(Recorded data)
------------

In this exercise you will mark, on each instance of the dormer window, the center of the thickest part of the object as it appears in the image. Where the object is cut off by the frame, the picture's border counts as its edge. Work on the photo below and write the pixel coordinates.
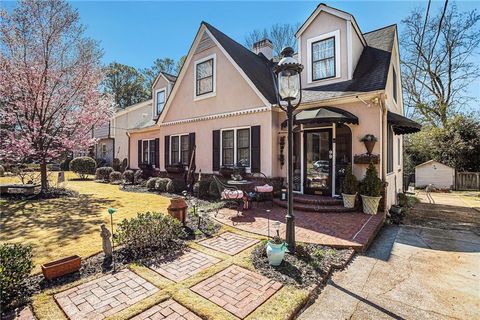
(205, 77)
(161, 95)
(323, 59)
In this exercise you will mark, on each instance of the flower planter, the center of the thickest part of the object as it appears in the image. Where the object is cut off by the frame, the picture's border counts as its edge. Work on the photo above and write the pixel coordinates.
(370, 204)
(178, 209)
(61, 267)
(349, 200)
(275, 253)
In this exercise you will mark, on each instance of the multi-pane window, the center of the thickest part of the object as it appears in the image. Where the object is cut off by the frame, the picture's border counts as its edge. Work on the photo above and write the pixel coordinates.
(228, 145)
(180, 149)
(145, 151)
(323, 59)
(160, 101)
(236, 147)
(204, 80)
(185, 149)
(243, 147)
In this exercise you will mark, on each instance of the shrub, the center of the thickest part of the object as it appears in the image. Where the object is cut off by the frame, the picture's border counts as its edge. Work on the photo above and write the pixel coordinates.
(115, 176)
(16, 265)
(128, 176)
(161, 184)
(350, 183)
(176, 186)
(83, 166)
(103, 173)
(151, 183)
(213, 190)
(137, 176)
(149, 231)
(371, 185)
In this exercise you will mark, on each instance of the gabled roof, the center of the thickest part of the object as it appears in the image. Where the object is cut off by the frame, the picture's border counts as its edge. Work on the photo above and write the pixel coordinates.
(257, 68)
(371, 71)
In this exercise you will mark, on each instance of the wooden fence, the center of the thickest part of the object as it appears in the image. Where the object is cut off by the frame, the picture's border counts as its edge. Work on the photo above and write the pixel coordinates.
(467, 181)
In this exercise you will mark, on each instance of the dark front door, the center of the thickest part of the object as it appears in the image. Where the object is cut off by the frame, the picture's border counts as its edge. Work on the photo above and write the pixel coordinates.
(317, 166)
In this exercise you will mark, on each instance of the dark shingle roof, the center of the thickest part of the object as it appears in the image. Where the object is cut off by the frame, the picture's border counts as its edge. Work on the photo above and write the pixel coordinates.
(257, 68)
(369, 75)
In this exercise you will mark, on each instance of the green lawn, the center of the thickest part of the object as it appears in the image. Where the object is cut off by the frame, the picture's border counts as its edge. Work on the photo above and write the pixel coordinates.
(61, 227)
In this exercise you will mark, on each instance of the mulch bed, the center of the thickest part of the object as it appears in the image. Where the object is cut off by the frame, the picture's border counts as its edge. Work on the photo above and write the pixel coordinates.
(308, 267)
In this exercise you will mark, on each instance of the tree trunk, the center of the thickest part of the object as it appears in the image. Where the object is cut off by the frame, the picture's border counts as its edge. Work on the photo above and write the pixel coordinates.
(43, 175)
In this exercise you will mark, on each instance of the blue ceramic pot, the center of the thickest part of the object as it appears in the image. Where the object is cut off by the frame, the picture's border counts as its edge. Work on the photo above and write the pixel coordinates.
(275, 253)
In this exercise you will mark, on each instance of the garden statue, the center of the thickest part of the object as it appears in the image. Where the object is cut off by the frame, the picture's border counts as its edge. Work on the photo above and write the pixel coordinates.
(106, 244)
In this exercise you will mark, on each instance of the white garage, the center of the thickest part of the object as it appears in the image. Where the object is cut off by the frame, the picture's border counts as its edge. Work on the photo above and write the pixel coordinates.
(436, 173)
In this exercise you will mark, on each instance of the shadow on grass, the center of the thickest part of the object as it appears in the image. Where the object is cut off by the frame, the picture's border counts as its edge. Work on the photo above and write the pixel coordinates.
(62, 219)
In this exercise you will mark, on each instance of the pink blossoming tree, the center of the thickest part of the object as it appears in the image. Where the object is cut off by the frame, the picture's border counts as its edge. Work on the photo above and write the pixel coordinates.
(50, 75)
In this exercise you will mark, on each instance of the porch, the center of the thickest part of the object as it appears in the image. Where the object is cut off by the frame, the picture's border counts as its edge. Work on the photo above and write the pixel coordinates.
(336, 228)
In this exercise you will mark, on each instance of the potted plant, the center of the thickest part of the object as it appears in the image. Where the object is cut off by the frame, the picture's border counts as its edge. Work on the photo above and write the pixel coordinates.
(350, 188)
(276, 248)
(370, 190)
(369, 141)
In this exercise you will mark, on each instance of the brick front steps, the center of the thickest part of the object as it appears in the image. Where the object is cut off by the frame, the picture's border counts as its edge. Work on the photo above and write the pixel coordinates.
(315, 204)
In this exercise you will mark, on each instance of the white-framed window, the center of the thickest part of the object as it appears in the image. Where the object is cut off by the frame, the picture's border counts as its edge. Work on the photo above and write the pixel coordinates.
(235, 147)
(205, 77)
(179, 149)
(160, 96)
(323, 57)
(148, 151)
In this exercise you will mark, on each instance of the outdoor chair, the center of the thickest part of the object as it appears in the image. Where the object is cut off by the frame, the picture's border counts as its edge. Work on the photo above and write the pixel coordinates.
(263, 193)
(229, 195)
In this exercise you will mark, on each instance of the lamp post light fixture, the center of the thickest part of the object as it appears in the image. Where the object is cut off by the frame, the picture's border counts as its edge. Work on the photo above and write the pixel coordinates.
(289, 90)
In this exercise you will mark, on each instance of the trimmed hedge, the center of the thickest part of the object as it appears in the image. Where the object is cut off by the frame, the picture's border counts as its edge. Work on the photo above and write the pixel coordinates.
(83, 166)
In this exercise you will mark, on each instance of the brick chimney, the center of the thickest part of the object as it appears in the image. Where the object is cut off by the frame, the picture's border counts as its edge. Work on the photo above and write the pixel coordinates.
(264, 46)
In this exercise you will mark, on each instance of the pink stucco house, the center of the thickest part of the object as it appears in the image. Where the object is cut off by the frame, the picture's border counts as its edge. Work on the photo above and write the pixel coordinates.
(224, 102)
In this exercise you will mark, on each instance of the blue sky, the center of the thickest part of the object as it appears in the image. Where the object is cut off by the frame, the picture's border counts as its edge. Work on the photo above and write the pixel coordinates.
(138, 32)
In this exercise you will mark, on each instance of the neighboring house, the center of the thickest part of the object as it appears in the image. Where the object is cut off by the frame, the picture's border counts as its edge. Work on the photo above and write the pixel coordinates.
(435, 173)
(224, 102)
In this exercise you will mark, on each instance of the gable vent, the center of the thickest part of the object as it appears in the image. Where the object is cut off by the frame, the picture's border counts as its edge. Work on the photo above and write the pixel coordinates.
(205, 43)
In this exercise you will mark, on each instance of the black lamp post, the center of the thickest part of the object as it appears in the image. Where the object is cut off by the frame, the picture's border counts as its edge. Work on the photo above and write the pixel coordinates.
(289, 89)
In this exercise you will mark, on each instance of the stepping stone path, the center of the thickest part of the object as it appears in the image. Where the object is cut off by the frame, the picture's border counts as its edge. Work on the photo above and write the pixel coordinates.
(185, 266)
(229, 243)
(105, 296)
(237, 290)
(169, 309)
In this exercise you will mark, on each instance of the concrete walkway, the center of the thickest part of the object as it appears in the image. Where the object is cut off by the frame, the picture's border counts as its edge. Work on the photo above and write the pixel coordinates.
(408, 273)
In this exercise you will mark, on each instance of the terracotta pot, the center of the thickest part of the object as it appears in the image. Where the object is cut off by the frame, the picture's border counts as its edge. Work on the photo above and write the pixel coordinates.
(61, 267)
(369, 145)
(178, 209)
(349, 200)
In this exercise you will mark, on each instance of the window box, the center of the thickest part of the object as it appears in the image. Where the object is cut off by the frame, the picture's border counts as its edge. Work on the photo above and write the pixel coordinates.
(175, 168)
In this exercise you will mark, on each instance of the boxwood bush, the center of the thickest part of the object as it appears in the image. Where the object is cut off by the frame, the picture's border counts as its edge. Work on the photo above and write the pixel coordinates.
(83, 166)
(149, 231)
(103, 173)
(16, 265)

------------

What is expected: Please extract exactly, and only, the lines from the line containing "of the terracotta" through the last line of the records.

Answer for this exercise:
In this exercise you will mark, on each instance of the terracotta pot, the center of the thickest part of the object as it appears in the image. Where the object is cut off by the frame, the picture's border counts as its edge. Work on the photo above and write the pixel coordinates.
(61, 267)
(369, 145)
(178, 209)
(349, 200)
In this exercise you will mark, on each instance of the window box, the center of the thickest part of the object as it appears in the image. Where the object is cut off by the frame, the picture's border counts as its edge. Work on the photo above and write the pixel coordinates.
(175, 168)
In this exercise you will mark, on each instance of the boxwood bush, the center of the thickest part of the object as it appears in the image. Where the object is cut off by the frame, the picture's border counts as its edge. Work on the photo above and write the pixel coordinates.
(83, 166)
(149, 231)
(103, 173)
(16, 265)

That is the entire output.